------ Data shown ------
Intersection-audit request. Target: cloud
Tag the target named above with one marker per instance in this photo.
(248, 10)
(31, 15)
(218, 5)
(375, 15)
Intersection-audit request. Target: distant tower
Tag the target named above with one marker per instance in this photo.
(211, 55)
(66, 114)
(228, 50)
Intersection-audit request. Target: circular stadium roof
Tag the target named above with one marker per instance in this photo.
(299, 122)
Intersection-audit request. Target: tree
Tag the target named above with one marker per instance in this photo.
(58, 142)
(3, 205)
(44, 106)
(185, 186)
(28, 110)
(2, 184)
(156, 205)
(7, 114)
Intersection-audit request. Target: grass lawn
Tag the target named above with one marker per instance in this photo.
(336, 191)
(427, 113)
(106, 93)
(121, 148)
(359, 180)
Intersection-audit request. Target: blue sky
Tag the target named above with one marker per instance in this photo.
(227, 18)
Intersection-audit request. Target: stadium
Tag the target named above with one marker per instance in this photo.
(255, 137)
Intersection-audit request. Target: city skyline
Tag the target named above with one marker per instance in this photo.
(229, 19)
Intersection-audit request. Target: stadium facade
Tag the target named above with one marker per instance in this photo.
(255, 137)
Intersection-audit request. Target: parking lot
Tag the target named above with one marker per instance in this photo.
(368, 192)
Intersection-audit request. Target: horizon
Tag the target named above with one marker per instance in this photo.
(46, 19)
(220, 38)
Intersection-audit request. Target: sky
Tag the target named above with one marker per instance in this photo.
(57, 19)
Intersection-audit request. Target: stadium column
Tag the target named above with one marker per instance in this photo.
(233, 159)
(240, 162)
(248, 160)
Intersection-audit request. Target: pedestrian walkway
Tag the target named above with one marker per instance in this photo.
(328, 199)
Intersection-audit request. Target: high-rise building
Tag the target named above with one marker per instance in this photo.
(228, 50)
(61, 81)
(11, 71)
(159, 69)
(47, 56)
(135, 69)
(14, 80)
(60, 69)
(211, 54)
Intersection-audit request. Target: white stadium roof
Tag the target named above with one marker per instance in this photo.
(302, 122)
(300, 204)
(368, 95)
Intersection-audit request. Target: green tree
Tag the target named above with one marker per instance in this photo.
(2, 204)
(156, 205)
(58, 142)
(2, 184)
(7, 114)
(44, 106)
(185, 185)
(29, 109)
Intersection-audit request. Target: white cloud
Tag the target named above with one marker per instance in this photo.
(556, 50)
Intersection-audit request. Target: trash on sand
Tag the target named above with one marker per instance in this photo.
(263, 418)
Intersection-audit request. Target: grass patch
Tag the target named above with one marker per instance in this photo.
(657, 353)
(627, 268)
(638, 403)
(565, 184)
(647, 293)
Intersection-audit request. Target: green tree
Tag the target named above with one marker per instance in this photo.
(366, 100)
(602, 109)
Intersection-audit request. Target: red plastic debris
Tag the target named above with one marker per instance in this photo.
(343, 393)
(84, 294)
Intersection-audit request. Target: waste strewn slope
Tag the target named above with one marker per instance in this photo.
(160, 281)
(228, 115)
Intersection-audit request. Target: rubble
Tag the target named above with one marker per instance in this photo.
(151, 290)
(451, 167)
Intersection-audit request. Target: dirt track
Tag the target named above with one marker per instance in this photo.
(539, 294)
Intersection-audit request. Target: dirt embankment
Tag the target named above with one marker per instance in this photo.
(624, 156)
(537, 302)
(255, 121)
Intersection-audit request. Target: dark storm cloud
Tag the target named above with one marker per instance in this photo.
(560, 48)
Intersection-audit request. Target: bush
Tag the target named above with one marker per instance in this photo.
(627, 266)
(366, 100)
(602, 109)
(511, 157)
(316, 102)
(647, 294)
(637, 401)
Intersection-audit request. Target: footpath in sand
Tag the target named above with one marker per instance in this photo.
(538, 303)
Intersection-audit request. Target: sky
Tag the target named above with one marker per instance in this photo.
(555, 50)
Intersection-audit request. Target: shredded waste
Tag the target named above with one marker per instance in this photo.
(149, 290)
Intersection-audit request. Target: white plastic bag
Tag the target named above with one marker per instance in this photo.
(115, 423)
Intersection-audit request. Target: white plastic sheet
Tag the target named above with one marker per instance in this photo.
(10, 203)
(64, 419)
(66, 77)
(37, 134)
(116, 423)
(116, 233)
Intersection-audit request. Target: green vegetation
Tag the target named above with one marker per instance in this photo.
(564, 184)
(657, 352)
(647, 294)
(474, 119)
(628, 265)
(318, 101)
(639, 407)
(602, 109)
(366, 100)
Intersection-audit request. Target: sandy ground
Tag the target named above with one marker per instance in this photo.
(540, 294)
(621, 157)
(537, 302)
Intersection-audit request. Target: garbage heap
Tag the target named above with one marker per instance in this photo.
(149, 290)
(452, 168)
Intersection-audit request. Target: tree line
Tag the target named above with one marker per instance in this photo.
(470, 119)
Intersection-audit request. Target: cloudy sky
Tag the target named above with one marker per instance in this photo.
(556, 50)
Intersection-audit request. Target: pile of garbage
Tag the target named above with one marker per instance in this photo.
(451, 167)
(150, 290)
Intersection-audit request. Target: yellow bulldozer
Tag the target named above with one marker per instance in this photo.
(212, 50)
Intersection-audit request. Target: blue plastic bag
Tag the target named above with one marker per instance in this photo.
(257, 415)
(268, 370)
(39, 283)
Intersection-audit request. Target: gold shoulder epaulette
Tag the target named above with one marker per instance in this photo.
------
Output every line of the records as a JSON list of strings, one string per line, leaving out blank lines.

Answer for the task »
[
  "Intersection-audit request. Target: cloud",
  "Tag the target named above with one marker per instance in this photo.",
  "(248, 10)",
  "(31, 15)",
  "(218, 5)",
  "(375, 15)",
  "Intersection-audit request. Target: distant tower",
  "Tag the target named above with one marker per instance in this photo.",
  "(211, 55)",
  "(66, 114)",
  "(228, 50)",
  "Intersection-audit request. Target: circular stadium roof",
  "Tag the target named above with one marker per instance in this photo.",
  "(299, 122)",
  "Intersection-audit request. Target: tree",
  "Tag the target named above with one marker per instance in this photo.",
  "(58, 142)",
  "(3, 205)",
  "(44, 106)",
  "(185, 186)",
  "(28, 110)",
  "(2, 184)",
  "(156, 205)",
  "(7, 114)",
  "Intersection-audit request. Target: grass lawn",
  "Tag the target named above with one marker per instance in this photo.",
  "(336, 191)",
  "(427, 113)",
  "(106, 93)",
  "(121, 148)",
  "(359, 180)",
  "Intersection-audit request. Target: blue sky",
  "Tag the target named above with one marker per instance in this photo.",
  "(227, 18)",
  "Intersection-audit request. Target: stadium",
  "Tag the target named above with one marker per instance in this photo.",
  "(255, 137)",
  "Intersection-audit request. Target: city skyline",
  "Tag the target named above with one marker per instance in this photo.",
  "(229, 19)",
  "Intersection-audit request. Target: stadium facade",
  "Tag the target named above with one marker per instance in this photo.",
  "(255, 137)",
  "Intersection-audit request. Target: parking lot",
  "Tag the target named above with one marker per instance in this photo.",
  "(368, 192)",
  "Intersection-audit request. Target: horizon",
  "Tag the target named above with one marker per instance in this photo.",
  "(46, 19)",
  "(220, 38)",
  "Intersection-audit request. Target: sky",
  "Tag the target named above with one marker per instance in this photo.",
  "(57, 19)",
  "Intersection-audit request. Target: stadium column",
  "Tag the target named above with one marker per instance in this photo.",
  "(233, 159)",
  "(240, 162)",
  "(248, 160)",
  "Intersection-audit request. Target: pedestrian walkway",
  "Tag the target named above with one marker per instance in this photo.",
  "(328, 199)",
  "Intersection-audit request. Target: high-rise building",
  "Tag the target named above with one marker per instance in this photo.",
  "(228, 50)",
  "(61, 81)",
  "(11, 71)",
  "(159, 69)",
  "(47, 56)",
  "(135, 69)",
  "(14, 80)",
  "(60, 69)",
  "(211, 54)",
  "Intersection-audit request. Target: white stadium roof",
  "Tag the target named above with one marker per instance in this photo.",
  "(302, 122)",
  "(300, 204)",
  "(368, 95)",
  "Intersection-audit request. Target: green tree",
  "Tag the target named above with one marker per instance in this photo.",
  "(2, 204)",
  "(156, 205)",
  "(58, 142)",
  "(2, 184)",
  "(7, 114)",
  "(44, 106)",
  "(185, 185)",
  "(29, 109)",
  "Intersection-audit request. Target: white cloud",
  "Tag the target named above with one marker per instance in this photo.",
  "(556, 50)",
  "Intersection-audit request. Target: trash on sand",
  "Tag the target named above with one marker per instance in this photo.",
  "(263, 418)",
  "Intersection-audit request. Target: grass patch",
  "Tag the target named above with one marker per instance in this photo.",
  "(657, 353)",
  "(627, 268)",
  "(638, 403)",
  "(565, 184)",
  "(647, 293)",
  "Intersection-audit request. Target: green tree",
  "Tag the target named above with one marker per instance in this photo.",
  "(366, 100)",
  "(602, 109)",
  "Intersection-audit request. Target: red plastic debris",
  "Tag the target named above with one marker per instance in this photo.",
  "(343, 393)",
  "(84, 294)",
  "Intersection-audit request. Target: waste strewn slope",
  "Tag the target named above with one marker per instance in this photo.",
  "(160, 281)",
  "(228, 115)",
  "Intersection-audit request. Target: rubble",
  "Tag the target named above with one marker per instance in this photo.",
  "(151, 290)",
  "(451, 167)",
  "Intersection-audit request. Target: dirt track",
  "Tag the target named above with one marker per instance in this photo.",
  "(539, 294)",
  "Intersection-audit request. Target: dirt embankment",
  "Tag the target named above with one marker per instance in this photo.",
  "(624, 156)",
  "(537, 302)",
  "(255, 121)",
  "Intersection-audit request. Target: dark storm cloud",
  "Tag the target named above with one marker per instance in this photo.",
  "(560, 48)",
  "Intersection-audit request. Target: bush",
  "Tag the target named above with one marker per instance in this photo.",
  "(627, 266)",
  "(366, 100)",
  "(602, 109)",
  "(511, 157)",
  "(316, 102)",
  "(647, 294)",
  "(637, 401)",
  "Intersection-audit request. Target: footpath in sand",
  "Tag the target named above with one marker per instance in this photo.",
  "(538, 303)",
  "Intersection-audit request. Target: sky",
  "Tag the target named above with one marker per instance in this photo.",
  "(555, 50)",
  "Intersection-audit request. Target: shredded waste",
  "Tag the target named above with one marker per instance in this photo.",
  "(149, 290)",
  "Intersection-audit request. Target: white plastic bag",
  "Tag the target named above with one marker per instance in this photo.",
  "(115, 423)",
  "Intersection-audit request. Target: white plastic sheet",
  "Tag the target named above with one marker per instance in this photo.",
  "(10, 203)",
  "(64, 419)",
  "(66, 77)",
  "(37, 134)",
  "(116, 423)",
  "(116, 233)",
  "Intersection-audit request. Target: green vegetation",
  "Tag the target named above with one marker per instance in this photo.",
  "(564, 184)",
  "(657, 352)",
  "(647, 294)",
  "(474, 119)",
  "(628, 265)",
  "(318, 101)",
  "(639, 407)",
  "(602, 109)",
  "(366, 100)",
  "Intersection-audit request. Target: sandy ground",
  "Tag the target named above with one marker per instance in this photo.",
  "(540, 294)",
  "(621, 157)",
  "(537, 302)",
  "Intersection-audit request. Target: garbage heap",
  "Tag the target named above with one marker per instance in this photo.",
  "(149, 290)",
  "(452, 168)",
  "Intersection-audit request. Target: tree line",
  "Tag the target named above with one marker per instance in this photo.",
  "(470, 119)",
  "Intersection-audit request. Target: cloudy sky",
  "Tag the target named above with one marker per instance in this photo.",
  "(556, 50)",
  "Intersection-audit request. Target: pile of garbage",
  "Tag the target named above with one marker per instance in this photo.",
  "(451, 167)",
  "(150, 290)",
  "Intersection-audit request. Target: yellow bulldozer",
  "Tag the target named above with one marker per instance in this photo.",
  "(212, 50)",
  "Intersection-audit request. Target: blue plastic bag",
  "Tag the target named above with one marker per instance in this photo.",
  "(257, 415)",
  "(268, 370)",
  "(39, 283)",
  "Intersection-audit request. Target: gold shoulder epaulette",
  "Tag the target named above with one marker per instance in this photo."
]